Image-grounded pointing data:
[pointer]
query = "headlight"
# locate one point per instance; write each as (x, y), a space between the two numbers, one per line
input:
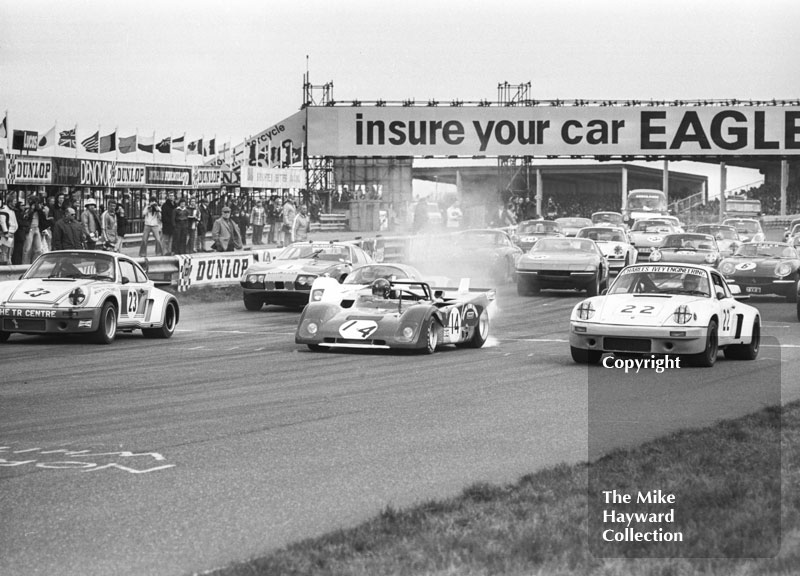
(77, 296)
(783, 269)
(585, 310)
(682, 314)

...

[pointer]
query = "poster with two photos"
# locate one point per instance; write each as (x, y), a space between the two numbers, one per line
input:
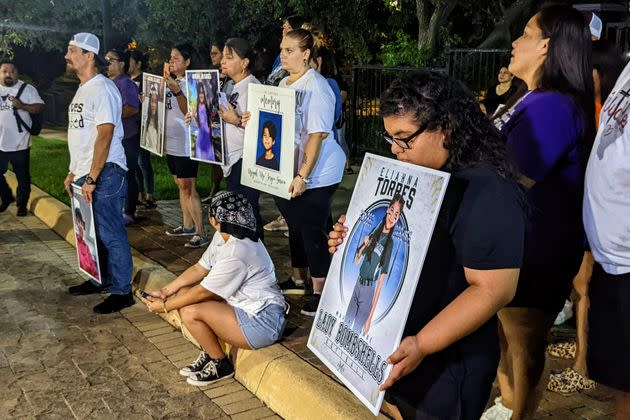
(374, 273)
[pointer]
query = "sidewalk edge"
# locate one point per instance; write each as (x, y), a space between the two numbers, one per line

> Problem to work on
Show every line in the entries above that contains the string "query".

> Final answer
query = "headlight"
query = "poster with two photos"
query = "sidewalk edge"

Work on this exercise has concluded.